Listed entries:
----

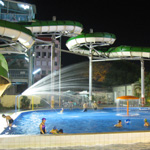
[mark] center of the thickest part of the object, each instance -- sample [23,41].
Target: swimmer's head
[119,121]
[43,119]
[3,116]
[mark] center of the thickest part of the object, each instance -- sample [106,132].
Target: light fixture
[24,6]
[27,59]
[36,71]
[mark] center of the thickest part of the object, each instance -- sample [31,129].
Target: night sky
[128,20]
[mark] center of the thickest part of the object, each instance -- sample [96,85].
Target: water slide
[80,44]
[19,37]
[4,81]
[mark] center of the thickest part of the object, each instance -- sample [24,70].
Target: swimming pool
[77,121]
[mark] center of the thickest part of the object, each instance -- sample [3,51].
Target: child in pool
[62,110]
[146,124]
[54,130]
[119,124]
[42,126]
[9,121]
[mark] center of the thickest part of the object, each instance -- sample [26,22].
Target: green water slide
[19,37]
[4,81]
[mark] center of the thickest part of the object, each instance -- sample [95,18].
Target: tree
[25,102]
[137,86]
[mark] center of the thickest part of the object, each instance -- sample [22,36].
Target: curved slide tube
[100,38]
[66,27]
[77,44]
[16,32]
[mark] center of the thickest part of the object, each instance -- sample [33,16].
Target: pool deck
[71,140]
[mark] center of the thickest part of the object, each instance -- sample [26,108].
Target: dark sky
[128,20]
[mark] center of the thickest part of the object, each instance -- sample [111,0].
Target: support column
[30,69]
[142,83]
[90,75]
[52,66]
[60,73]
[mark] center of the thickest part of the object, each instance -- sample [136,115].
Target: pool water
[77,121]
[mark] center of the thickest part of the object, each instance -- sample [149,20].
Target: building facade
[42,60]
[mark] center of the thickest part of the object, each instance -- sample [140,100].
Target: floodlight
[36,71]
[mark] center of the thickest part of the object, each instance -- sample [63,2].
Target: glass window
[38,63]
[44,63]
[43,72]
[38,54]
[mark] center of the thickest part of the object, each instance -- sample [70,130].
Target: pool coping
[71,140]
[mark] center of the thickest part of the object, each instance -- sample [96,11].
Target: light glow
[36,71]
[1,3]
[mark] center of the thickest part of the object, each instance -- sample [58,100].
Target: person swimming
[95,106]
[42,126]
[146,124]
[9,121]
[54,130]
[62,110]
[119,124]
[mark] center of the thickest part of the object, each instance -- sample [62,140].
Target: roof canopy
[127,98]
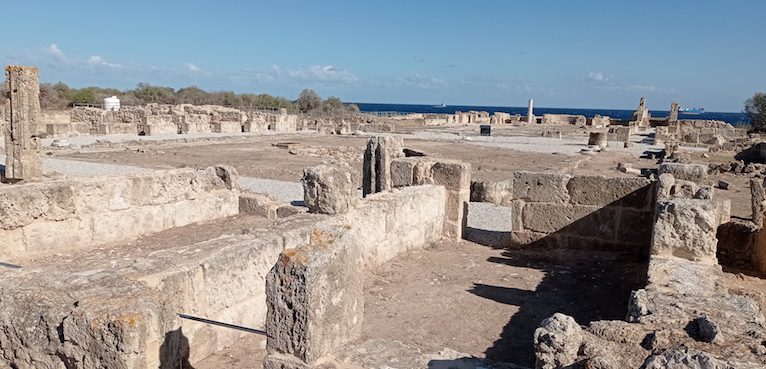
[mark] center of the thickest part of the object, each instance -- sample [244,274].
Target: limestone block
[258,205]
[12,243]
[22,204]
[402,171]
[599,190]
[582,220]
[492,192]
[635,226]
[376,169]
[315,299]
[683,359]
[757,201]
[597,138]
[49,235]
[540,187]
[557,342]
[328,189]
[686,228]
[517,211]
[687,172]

----

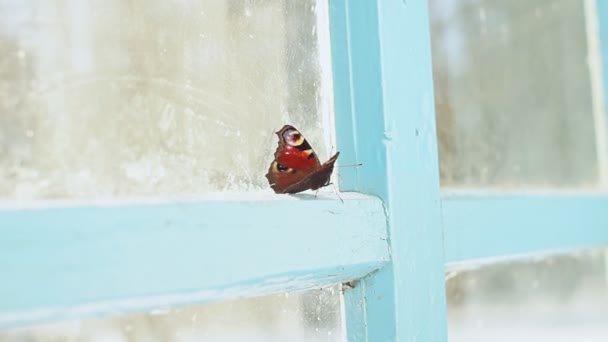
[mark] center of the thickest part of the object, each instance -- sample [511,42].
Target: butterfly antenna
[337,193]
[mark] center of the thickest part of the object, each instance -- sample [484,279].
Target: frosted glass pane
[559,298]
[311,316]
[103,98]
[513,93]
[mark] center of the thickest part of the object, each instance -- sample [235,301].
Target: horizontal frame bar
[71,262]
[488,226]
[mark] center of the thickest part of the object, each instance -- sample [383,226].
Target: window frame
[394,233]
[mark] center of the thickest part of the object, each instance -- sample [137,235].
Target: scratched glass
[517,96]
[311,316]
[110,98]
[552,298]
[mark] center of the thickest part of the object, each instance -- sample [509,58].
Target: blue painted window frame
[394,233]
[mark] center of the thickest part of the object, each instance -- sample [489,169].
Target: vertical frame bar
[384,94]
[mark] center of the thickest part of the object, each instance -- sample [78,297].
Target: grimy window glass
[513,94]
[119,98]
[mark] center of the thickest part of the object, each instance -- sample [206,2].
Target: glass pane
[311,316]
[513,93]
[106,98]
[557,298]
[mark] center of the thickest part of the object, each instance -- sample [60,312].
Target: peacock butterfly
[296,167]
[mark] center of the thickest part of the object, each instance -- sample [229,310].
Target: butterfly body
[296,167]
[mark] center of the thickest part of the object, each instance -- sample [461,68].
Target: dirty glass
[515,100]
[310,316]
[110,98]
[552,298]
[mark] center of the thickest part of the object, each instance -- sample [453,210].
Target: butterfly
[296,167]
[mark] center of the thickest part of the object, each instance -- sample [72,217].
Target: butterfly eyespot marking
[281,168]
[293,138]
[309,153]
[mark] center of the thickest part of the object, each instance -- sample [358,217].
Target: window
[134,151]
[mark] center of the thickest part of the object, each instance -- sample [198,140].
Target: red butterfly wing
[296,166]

----

Work item: Your reply is to repeat, unchanged, the lines above running from the one with "-- sample [22,36]." up to and including the one with "-- sample [111,0].".

Task answer:
[mark] center of the thickest part of the object, each instance -- sample [22,36].
Target: curved slide tube
[100,38]
[66,27]
[77,44]
[16,32]
[mark] center of the thickest part of the object, each instance -- sample [33,16].
Target: pool deck
[71,140]
[mark] center of the thickest part of the object, each instance -- sample [26,108].
Target: dark sky
[128,20]
[mark] center of the thickest part of the object, each instance -- sample [111,0].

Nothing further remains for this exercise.